ZU ERLEDIGENDE AUFGABEN:
a) Nenne alle Länder, die laut Textauszug auf der Weltkarte von wid.world farbig markiert oder hervorgehoben sind.
b) Entnimm dem Textauszug wörtlich die Passage, die mit „Dazwischen liegt China, orange“ beginnt und bis einschließlich „an der Wand.“ reicht.

TEXTAUSZUG:
###

Die Datenbank soll Bürgern einen raschen interaktiven Zugriff auf alle verfügbaren Informationen bieten – und den internationalen und nationalen Verantwortlichen Entscheidungshilfen zum Abbau der strukturellen Ungleichheit. Mittlerweile beschäftigt die "World Wealth & Income Database" gut hundert Forscher vor allem in Paris, an der Universität von Kalifornien in Berkeley und in weiteren 70 Ländern.

"Und das ist erst der Anfang", meint Piketty in einem schmucklosen Hinterzimmer, wo er sein neustes Kind vorstellt. "Bei meinen Reisen heuere ich ständig neue Teilnehmer an, vor allem in Schwellenländern, die bisher nur über ungenaue Datensammlungen verfügen."

Dunkelrote USA

Aushängeschild und Ausgangspunkt der Webseite wid.world ist eine Weltkarte, die auf einen Blick die Ungleichheit in den einzelnen Ländern festhält. Von dort aus gelangt man in die nationalen Statistiken. Hellgelb sind Länder wie Norwegen, Neuseeland und Frankreich markiert: Dort verdient ein Prozent der reichsten Bürger nicht ganz acht Prozent der gesamten Einkommen. Dunkelrot erscheinen hingegen die USA, Argentinien und Südafrika, wo die Spitzenverdiener bis zu 23 Prozent der Einkommen auf sich vereinen.

Dazwischen liegt China, orange hervorgehoben. "Aufgrund der früheren, eher ungenauen Erhebungen ging man bisher davon aus, dass das Prozent der bestverdienenden Chinesen gut sechs Prozent aller Einkommen bezog", erläutert Piketty. "Dank neuer Finanzdaten wissen wir jetzt, dass sie nicht sechs, sondern mindestens 13 Prozent der Einkommen beziehen."

Noch einige Löcher

Für viele Länder Südamerikas, Afrikas und des Nahen Osten fehlen in der Wid-Datenbank noch die Angaben. Die Löcher werden durch die dazustoßenden Ökonomen neuer Länder nach und nach gestopft. "Unsere Zahlen gehen in Sachen Ungleichheit bereits weiter als die Angaben von Währungsfonds und Weltbank", meint Piketty, der es längst nicht mehr auf dem Sessel aushält – mit bloßem Zeigefinger erklärt er die Projektionen an der Wand.

"Sehen Sie sich nur das hier an!", ruft er und zeigt auf eine steile Kurve, die aus einem Knäuel verschiedenfarbiger Linien herausragt. "Das ist die Immobilienblase Spaniens. Sie sagt viel über die nationale Kapitalentwicklung aus. Dahinter steckt eine gewaltige Arbeit zur Erfassung nicht nur der Einkommen, sondern auch der Vermögen."

###

EXTRAHIERTE ANGABEN:
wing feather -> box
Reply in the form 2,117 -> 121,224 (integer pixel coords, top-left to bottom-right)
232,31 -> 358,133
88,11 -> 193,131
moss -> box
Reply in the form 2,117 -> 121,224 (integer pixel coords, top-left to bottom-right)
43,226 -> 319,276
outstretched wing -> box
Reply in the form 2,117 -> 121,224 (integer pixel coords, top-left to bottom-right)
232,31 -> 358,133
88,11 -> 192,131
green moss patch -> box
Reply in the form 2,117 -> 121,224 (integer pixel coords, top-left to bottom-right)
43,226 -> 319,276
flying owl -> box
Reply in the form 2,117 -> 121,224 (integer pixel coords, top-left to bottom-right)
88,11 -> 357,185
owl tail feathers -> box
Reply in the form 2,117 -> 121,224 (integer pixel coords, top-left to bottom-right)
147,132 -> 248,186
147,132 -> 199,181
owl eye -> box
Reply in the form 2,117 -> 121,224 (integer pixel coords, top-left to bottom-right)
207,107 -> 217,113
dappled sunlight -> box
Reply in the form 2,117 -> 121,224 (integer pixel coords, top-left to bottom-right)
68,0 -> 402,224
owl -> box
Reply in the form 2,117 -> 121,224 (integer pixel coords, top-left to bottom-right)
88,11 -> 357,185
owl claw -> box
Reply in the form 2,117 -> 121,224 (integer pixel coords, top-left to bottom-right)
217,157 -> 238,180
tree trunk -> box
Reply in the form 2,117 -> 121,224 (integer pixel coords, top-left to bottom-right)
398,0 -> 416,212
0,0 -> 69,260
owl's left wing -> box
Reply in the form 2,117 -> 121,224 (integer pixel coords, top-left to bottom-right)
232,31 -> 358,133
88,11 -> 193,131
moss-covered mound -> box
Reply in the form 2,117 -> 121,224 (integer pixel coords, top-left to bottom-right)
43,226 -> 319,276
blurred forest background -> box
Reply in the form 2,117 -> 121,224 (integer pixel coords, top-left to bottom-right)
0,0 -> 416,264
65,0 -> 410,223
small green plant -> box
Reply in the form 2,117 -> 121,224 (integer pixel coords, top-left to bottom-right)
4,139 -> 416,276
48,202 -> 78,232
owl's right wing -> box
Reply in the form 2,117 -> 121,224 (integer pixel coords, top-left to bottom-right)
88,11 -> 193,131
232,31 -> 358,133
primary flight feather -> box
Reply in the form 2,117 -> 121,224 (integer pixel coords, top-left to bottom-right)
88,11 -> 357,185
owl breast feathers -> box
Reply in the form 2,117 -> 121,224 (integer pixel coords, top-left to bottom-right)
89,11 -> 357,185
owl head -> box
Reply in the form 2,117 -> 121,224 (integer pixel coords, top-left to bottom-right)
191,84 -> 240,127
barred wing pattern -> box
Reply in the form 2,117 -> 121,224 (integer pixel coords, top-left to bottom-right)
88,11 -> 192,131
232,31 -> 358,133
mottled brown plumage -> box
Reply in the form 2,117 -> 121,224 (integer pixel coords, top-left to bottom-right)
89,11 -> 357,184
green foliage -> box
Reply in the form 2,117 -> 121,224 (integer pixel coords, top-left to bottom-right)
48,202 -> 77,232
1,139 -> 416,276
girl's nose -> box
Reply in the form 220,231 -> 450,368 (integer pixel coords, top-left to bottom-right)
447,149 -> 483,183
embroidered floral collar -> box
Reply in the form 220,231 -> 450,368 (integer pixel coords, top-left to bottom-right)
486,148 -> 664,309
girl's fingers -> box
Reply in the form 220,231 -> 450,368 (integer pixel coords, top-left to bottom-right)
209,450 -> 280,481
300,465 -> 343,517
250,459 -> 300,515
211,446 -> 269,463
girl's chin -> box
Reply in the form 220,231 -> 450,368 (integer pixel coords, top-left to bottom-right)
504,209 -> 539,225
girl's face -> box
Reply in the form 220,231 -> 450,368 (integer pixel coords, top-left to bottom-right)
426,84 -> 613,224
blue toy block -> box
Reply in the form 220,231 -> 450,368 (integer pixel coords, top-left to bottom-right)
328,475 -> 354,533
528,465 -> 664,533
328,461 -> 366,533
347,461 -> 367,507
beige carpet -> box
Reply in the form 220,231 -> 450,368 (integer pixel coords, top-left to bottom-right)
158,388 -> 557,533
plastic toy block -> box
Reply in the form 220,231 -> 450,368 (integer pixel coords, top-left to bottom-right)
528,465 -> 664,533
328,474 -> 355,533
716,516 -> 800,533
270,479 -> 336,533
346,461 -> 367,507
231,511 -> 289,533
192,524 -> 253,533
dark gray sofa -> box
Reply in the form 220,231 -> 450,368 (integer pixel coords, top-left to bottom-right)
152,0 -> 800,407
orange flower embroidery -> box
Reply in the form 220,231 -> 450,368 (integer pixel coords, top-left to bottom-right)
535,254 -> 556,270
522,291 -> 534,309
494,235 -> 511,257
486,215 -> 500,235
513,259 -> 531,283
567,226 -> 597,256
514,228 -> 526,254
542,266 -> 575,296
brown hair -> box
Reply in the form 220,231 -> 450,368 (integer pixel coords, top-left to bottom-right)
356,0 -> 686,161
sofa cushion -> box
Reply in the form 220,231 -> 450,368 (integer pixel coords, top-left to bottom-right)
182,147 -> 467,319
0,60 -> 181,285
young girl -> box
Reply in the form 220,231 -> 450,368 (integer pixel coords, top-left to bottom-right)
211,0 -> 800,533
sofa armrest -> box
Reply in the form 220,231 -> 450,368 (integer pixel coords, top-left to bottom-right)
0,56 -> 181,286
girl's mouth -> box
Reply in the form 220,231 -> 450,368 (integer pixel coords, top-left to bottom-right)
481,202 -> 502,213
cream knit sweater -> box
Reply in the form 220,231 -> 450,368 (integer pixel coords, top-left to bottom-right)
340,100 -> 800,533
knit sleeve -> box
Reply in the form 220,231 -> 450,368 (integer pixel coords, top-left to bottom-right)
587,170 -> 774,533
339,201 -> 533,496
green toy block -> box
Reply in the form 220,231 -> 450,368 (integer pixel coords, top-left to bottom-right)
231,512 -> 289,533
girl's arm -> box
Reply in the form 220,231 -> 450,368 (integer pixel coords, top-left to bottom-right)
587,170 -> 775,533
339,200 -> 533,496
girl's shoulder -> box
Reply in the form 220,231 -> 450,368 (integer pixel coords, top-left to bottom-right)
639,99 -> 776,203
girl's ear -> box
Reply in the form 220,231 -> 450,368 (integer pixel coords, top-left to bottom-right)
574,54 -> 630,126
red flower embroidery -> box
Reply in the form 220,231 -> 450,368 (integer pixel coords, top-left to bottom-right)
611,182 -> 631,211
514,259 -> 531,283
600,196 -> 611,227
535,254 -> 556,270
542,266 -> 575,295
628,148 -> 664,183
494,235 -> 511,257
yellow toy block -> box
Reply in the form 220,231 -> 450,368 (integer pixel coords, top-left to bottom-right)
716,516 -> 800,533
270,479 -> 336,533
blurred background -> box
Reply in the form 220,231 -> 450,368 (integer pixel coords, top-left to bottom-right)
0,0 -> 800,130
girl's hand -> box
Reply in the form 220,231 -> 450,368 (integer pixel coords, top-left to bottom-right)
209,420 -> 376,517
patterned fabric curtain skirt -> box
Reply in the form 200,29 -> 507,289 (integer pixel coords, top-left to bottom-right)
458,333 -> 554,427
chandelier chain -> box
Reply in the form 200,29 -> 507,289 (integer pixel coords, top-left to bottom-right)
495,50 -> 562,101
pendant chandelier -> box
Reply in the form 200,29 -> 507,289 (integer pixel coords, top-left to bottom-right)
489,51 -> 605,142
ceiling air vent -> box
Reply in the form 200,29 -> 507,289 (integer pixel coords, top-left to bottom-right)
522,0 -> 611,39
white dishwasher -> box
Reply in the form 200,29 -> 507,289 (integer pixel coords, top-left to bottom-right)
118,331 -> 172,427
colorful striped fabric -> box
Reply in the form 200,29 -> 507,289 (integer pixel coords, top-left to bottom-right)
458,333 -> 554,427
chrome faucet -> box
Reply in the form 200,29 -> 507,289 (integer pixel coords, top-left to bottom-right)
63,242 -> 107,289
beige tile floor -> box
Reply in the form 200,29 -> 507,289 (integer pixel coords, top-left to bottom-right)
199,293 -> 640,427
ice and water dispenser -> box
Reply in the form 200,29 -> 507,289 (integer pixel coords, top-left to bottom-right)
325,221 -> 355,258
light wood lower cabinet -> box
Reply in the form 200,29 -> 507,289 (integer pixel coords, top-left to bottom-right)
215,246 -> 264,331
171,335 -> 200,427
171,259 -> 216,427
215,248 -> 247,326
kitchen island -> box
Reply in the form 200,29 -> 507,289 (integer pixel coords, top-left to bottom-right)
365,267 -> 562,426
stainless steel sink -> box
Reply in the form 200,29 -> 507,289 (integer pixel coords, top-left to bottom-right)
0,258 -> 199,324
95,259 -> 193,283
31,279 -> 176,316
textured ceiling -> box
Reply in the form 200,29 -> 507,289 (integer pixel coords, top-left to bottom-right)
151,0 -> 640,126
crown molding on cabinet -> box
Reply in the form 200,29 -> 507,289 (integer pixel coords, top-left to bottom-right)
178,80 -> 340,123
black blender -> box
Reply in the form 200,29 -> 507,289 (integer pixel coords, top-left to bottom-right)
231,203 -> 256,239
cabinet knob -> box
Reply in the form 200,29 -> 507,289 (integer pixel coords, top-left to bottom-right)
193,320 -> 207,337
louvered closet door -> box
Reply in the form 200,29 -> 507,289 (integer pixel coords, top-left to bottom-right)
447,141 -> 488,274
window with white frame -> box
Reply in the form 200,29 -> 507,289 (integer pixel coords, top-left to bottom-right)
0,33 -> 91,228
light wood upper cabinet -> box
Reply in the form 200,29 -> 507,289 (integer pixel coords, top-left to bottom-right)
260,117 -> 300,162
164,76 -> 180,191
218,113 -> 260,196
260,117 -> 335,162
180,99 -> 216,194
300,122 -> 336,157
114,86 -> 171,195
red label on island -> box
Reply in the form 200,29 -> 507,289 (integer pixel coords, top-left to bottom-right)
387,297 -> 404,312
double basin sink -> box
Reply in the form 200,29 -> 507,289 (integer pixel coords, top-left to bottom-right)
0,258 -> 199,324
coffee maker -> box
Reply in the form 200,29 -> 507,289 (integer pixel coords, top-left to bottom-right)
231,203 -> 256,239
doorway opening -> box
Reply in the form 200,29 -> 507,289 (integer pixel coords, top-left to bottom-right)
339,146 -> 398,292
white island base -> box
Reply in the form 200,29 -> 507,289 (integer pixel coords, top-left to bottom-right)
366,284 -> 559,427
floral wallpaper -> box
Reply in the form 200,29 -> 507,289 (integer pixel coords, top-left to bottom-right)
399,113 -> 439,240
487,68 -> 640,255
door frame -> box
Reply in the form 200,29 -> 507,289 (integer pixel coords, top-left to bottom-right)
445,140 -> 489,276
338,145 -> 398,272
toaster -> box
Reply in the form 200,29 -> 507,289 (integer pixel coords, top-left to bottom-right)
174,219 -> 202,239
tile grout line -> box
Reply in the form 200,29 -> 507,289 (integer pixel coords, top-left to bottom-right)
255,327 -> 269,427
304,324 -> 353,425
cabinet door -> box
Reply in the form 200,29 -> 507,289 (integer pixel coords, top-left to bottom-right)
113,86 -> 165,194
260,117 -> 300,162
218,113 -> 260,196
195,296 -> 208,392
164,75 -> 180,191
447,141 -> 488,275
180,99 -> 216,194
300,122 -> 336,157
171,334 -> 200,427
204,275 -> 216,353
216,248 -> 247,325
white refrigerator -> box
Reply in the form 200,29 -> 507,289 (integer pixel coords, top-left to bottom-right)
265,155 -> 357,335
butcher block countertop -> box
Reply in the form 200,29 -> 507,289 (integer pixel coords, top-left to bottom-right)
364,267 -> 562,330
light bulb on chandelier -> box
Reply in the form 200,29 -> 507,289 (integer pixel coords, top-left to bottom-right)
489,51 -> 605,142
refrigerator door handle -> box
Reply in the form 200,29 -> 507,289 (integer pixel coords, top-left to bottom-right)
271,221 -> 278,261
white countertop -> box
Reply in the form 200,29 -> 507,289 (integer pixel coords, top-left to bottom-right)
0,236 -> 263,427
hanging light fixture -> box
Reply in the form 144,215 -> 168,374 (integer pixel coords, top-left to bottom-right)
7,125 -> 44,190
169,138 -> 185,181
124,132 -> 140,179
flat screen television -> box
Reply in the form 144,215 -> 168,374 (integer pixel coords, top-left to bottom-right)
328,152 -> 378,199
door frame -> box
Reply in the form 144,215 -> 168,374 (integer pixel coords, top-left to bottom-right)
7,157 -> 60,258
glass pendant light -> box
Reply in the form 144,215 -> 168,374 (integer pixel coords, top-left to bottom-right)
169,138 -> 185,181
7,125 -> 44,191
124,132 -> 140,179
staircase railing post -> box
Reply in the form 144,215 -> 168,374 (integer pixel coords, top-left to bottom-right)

###

LÖSUNGEN:
a) Norwegen, Neuseeland, Frankreich, USA, Argentinien, Südafrika, China

b)
Dazwischen liegt China, orange hervorgehoben. "Aufgrund der früheren, eher ungenauen Erhebungen ging man bisher davon aus, dass das Prozent der bestverdienenden Chinesen gut sechs Prozent aller Einkommen bezog", erläutert Piketty. "Dank neuer Finanzdaten wissen wir jetzt, dass sie nicht sechs, sondern mindestens 13 Prozent der Einkommen beziehen."

Noch einige Löcher

Für viele Länder Südamerikas, Afrikas und des Nahen Osten fehlen in der Wid-Datenbank noch die Angaben. Die Löcher werden durch die dazustoßenden Ökonomen neuer Länder nach und nach gestopft. "Unsere Zahlen gehen in Sachen Ungleichheit bereits weiter als die Angaben von Währungsfonds und Weltbank", meint Piketty, der es längst nicht mehr auf dem Sessel aushält – mit bloßem Zeigefinger erklärt er die Projektionen an der Wand.